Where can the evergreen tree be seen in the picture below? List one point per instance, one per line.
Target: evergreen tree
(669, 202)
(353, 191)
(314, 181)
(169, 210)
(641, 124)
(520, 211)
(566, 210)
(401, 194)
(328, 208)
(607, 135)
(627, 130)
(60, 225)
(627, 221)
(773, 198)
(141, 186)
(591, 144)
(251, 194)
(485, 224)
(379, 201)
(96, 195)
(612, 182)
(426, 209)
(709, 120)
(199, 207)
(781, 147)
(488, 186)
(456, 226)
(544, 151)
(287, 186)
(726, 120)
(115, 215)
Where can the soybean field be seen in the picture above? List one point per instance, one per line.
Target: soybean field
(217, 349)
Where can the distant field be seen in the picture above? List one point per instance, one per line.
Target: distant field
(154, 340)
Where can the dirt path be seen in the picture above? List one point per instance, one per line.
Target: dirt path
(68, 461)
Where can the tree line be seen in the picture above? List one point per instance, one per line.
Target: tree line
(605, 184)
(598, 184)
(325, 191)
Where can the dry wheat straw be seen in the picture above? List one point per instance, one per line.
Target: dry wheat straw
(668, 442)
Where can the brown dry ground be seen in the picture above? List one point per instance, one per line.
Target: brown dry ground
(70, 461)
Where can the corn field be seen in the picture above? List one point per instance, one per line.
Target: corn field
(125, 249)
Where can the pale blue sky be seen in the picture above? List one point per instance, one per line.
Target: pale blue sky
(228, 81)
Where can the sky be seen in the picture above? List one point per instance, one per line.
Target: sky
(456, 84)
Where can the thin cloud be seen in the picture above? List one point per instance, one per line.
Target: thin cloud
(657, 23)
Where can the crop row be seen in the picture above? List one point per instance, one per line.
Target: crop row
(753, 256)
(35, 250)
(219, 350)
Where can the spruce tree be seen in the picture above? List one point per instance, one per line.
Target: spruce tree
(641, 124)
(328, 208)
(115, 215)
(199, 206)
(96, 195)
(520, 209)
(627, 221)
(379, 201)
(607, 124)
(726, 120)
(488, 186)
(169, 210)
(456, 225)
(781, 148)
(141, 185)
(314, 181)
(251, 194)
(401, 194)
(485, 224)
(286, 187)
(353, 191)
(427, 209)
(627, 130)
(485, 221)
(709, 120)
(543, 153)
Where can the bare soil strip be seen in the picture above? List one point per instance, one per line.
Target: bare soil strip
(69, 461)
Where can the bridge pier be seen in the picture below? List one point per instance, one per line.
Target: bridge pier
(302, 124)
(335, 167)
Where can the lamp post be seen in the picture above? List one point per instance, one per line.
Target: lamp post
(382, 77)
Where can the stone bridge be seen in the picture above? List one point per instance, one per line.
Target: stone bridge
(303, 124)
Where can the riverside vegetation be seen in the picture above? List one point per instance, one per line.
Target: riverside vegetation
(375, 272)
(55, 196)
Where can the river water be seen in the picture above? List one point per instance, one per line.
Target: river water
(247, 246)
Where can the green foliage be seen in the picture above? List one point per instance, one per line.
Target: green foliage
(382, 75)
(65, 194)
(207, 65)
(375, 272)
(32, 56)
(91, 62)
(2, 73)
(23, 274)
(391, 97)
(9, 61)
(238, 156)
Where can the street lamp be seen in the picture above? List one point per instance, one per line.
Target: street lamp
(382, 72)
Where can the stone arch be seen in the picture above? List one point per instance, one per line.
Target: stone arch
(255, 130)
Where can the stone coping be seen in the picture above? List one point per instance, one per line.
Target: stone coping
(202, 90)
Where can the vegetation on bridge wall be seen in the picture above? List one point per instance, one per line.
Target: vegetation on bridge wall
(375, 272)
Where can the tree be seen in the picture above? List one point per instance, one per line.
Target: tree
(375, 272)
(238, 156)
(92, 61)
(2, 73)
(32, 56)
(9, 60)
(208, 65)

[WORK TO COMPLETE]
Return only the stretch of the material above from the line holding "Target: corn field" through the line holding "Where can the riverside", copied exactly.

[PROBLEM SOLUTION]
Target: corn field
(125, 249)
Where can the pale blue sky be seen in the picture above? List one point per instance, one per line.
Target: pale blue sky
(228, 81)
Where can the sky be seen in the picture above? List one point per instance, one per line.
Target: sky
(456, 84)
Where can the thin cloud be seen in the picture above? List one point per instance, one per line.
Target: thin cloud
(657, 23)
Where can the crop row be seen in the picture above? List one point per instance, one per line.
Target: crop row
(753, 256)
(35, 250)
(219, 350)
Where can the spruce tree be seen in the picture above? List one point per instance, one per line.
Target: spruce tree
(641, 124)
(328, 208)
(115, 215)
(199, 206)
(96, 195)
(520, 209)
(627, 221)
(379, 201)
(607, 124)
(726, 120)
(488, 186)
(169, 210)
(456, 225)
(781, 148)
(141, 185)
(314, 181)
(251, 194)
(401, 194)
(485, 224)
(286, 187)
(353, 191)
(427, 209)
(627, 130)
(485, 221)
(709, 120)
(543, 153)
Where can the bare soil strip be seen in the picture above? List one point per instance, one per line.
Target: bare soil strip
(69, 461)
Where can the bridge pier be seen in the picture below? List one point per instance, one per line.
Target: bridge pier
(302, 124)
(335, 167)
Where can the lamp post be seen in the picture above? List one point per instance, one per line.
Target: lamp post
(382, 77)
Where can the stone bridge be seen in the picture above? List one point per instance, one per line.
Target: stone bridge
(303, 124)
Where can the riverside vegetation be seen in the picture above? List one point per instance, one per line.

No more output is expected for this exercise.